> [Rows]:

* START *

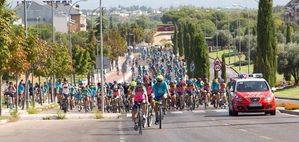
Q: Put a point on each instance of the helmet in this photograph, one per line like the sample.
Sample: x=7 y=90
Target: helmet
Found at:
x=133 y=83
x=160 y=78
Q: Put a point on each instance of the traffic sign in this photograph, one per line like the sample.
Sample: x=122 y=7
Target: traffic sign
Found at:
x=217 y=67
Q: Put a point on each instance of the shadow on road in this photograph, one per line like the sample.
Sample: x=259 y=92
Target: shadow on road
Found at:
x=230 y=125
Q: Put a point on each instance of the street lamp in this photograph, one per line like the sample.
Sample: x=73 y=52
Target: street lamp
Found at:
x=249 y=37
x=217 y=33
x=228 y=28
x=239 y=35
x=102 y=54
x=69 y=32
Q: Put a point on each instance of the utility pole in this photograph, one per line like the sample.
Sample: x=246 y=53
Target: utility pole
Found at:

* END *
* START *

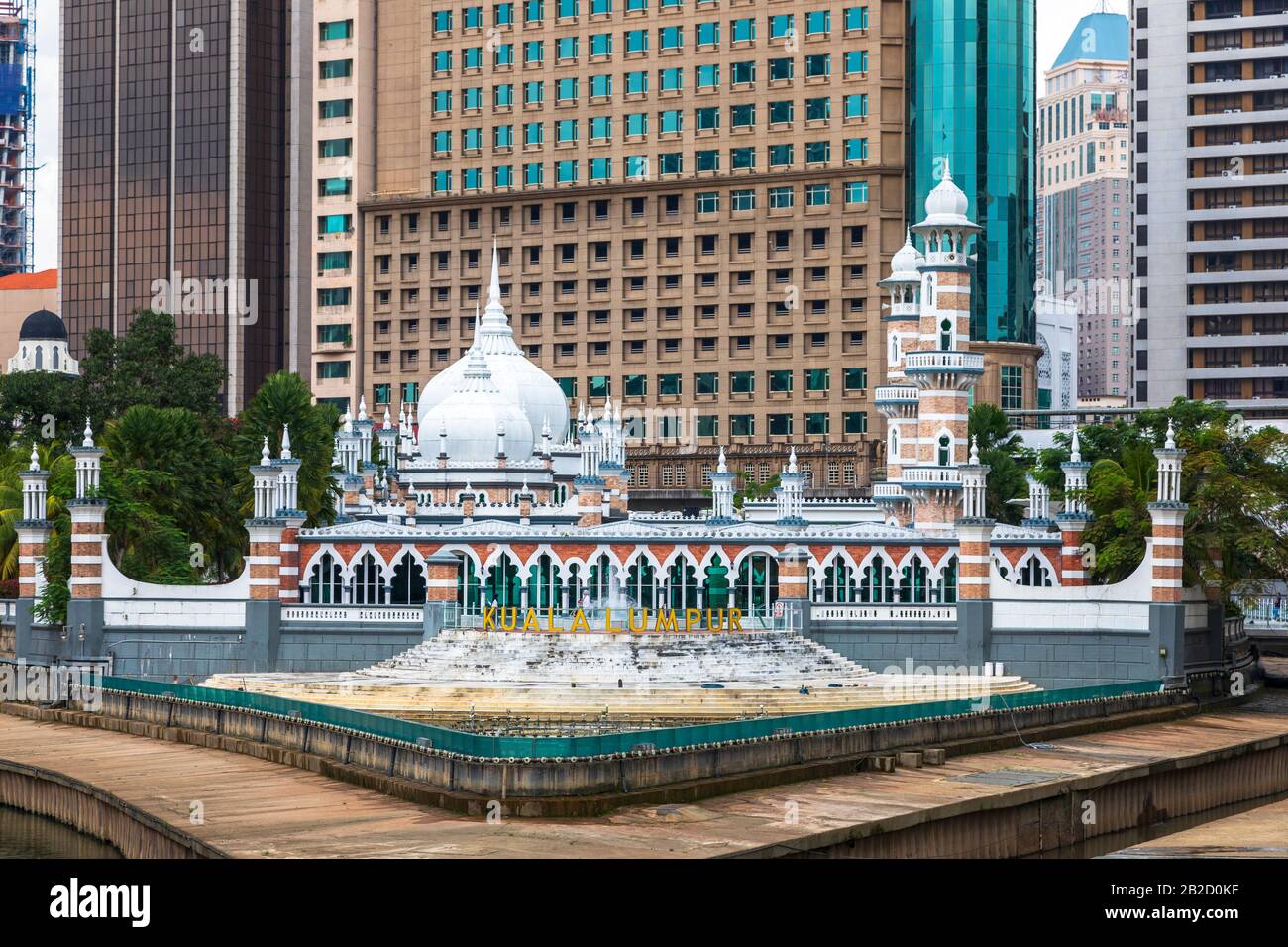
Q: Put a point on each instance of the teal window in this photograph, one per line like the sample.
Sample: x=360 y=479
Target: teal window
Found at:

* END *

> [Work to complete]: Gather every line of the listing above that contains the string "utility", treating uppercase and lowercase letters as distinct.

> [The answer]:
Q: Put a point on each instance of the utility pole in this photograph, one per line like the sample.
Target: utility pole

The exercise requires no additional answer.